• **Extracted data**:
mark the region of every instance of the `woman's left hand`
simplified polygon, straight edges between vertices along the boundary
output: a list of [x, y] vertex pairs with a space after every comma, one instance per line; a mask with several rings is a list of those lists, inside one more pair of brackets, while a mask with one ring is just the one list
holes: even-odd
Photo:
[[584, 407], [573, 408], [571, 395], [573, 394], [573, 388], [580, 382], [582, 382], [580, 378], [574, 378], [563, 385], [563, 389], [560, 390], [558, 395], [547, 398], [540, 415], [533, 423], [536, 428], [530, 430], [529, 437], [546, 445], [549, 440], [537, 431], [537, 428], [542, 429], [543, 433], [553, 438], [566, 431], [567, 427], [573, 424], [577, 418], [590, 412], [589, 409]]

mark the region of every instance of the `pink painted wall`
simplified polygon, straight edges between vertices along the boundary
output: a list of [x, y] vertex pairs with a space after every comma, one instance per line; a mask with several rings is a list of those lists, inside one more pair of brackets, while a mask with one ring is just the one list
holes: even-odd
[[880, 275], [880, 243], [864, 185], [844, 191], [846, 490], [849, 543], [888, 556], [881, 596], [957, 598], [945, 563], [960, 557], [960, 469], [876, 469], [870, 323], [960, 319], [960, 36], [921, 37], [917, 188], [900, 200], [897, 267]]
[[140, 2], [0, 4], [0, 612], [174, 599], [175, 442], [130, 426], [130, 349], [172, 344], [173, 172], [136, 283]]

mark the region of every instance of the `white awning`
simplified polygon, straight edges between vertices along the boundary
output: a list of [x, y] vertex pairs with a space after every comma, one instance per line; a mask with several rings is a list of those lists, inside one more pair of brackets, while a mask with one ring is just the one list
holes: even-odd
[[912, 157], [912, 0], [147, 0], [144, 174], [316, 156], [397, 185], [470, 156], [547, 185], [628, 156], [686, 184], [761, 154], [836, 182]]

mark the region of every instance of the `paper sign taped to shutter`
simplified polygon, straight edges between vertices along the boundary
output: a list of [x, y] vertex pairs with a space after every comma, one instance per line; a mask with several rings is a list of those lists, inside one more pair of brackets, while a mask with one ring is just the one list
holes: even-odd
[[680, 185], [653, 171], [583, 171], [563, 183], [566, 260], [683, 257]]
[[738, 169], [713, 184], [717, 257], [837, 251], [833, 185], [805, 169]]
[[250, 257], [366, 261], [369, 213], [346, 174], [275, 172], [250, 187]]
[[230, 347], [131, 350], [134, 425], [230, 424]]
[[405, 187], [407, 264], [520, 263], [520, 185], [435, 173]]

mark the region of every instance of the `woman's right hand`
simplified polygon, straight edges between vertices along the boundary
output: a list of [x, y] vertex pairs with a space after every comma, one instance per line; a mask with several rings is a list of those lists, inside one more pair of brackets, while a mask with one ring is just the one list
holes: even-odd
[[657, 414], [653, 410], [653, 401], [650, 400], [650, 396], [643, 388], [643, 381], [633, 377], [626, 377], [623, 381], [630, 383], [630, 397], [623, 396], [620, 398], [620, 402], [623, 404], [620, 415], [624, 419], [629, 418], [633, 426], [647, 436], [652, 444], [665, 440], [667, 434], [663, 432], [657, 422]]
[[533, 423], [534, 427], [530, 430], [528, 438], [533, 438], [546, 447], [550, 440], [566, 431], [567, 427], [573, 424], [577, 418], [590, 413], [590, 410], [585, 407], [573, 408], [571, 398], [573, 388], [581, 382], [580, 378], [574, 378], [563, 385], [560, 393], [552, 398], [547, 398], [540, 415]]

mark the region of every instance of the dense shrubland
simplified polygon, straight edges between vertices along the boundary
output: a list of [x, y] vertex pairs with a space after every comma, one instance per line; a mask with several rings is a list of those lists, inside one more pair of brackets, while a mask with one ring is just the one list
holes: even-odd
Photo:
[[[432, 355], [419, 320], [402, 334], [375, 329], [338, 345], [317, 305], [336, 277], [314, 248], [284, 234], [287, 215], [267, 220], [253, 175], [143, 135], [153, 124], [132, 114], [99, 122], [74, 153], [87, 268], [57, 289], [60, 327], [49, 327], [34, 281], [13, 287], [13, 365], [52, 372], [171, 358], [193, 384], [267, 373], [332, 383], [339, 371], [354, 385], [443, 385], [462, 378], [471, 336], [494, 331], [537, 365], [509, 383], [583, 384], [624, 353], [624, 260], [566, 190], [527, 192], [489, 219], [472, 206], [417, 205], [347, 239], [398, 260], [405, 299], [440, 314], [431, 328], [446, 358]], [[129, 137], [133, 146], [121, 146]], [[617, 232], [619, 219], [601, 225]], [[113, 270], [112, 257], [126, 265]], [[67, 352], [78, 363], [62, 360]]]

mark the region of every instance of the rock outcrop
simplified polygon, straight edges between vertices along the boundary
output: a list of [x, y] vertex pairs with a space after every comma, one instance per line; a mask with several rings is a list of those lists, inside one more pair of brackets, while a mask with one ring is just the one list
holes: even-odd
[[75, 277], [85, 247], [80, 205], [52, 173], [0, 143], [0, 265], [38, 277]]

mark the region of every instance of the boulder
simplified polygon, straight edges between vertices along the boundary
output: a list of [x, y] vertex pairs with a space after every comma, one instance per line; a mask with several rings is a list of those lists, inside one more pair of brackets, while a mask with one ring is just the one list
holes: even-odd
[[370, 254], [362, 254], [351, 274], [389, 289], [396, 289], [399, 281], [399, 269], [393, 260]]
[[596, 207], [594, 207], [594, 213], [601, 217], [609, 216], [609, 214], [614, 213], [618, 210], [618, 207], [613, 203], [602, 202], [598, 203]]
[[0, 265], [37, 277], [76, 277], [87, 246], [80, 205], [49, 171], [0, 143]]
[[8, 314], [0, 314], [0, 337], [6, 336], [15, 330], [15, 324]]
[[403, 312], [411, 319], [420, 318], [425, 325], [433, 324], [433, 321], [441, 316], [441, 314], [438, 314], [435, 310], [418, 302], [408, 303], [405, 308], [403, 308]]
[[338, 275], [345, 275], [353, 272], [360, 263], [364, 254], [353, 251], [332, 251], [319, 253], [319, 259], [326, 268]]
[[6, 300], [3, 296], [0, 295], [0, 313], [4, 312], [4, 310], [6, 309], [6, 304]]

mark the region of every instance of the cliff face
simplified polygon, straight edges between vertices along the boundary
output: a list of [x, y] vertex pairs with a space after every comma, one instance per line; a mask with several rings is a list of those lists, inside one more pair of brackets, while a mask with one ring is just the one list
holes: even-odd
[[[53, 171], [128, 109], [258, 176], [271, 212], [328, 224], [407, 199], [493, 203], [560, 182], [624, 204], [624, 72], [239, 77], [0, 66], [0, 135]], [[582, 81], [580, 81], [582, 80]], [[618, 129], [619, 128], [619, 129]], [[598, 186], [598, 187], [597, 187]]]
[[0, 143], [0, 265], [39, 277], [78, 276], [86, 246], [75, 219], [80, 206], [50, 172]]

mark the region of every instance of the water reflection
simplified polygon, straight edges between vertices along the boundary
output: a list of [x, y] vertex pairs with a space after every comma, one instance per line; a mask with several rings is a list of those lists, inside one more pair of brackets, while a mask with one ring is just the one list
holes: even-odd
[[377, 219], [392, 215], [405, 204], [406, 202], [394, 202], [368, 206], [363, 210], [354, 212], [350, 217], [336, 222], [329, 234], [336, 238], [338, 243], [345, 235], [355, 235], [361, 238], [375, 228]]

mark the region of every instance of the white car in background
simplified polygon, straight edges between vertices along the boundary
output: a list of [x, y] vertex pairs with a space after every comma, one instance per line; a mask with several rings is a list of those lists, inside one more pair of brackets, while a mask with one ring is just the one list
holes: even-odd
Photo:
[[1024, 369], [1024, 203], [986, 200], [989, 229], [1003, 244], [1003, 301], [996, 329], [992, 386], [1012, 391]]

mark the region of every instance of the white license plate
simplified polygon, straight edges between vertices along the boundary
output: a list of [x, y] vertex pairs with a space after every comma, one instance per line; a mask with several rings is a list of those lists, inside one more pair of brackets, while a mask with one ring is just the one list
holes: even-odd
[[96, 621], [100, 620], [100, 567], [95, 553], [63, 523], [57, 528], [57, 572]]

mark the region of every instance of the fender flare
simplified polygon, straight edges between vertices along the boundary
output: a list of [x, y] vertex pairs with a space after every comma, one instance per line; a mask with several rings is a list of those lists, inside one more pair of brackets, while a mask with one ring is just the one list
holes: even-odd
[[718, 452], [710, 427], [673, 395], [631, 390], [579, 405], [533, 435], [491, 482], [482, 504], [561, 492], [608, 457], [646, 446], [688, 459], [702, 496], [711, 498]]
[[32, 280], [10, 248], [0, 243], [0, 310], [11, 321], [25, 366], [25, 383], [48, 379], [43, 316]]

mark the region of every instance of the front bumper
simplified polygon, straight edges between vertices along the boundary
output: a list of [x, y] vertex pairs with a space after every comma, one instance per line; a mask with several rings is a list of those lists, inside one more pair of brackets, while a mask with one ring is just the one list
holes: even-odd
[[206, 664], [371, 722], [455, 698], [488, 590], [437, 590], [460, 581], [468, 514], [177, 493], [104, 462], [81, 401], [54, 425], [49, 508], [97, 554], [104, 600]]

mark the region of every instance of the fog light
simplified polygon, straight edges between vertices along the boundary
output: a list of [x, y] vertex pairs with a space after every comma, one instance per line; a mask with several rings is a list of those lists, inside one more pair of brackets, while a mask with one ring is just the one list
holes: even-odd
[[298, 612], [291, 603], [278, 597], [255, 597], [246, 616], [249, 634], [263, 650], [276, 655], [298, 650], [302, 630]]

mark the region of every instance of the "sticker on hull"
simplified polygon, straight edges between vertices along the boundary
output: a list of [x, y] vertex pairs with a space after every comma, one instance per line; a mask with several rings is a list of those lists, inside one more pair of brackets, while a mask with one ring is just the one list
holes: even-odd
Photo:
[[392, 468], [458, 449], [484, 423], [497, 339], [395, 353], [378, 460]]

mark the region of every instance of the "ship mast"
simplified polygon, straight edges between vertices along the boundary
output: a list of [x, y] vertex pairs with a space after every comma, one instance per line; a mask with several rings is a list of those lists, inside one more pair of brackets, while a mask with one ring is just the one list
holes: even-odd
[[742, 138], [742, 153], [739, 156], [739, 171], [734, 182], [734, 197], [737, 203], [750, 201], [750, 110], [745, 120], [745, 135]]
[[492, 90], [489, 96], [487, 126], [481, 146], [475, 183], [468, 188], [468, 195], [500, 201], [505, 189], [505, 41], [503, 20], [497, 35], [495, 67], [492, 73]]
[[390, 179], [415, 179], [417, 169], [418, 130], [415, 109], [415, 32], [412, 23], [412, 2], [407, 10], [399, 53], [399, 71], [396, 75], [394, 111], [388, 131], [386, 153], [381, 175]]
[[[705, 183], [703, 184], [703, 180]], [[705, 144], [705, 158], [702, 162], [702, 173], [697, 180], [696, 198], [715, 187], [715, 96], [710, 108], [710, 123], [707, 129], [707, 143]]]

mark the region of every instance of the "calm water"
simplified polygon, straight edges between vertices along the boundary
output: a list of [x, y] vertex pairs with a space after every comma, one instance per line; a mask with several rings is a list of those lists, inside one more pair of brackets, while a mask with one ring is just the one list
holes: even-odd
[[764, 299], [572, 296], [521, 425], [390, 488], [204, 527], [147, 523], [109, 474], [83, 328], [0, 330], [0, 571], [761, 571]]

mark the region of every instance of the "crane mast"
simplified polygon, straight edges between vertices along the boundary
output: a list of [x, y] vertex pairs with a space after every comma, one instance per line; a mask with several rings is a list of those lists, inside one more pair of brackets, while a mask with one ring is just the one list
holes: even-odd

• **What is needed**: Each line in the listing where the word "woman" is found is to be copied.

• **Solution below**:
mark the region of every instance of the `woman's left hand`
mark the region of every instance of the `woman's right hand`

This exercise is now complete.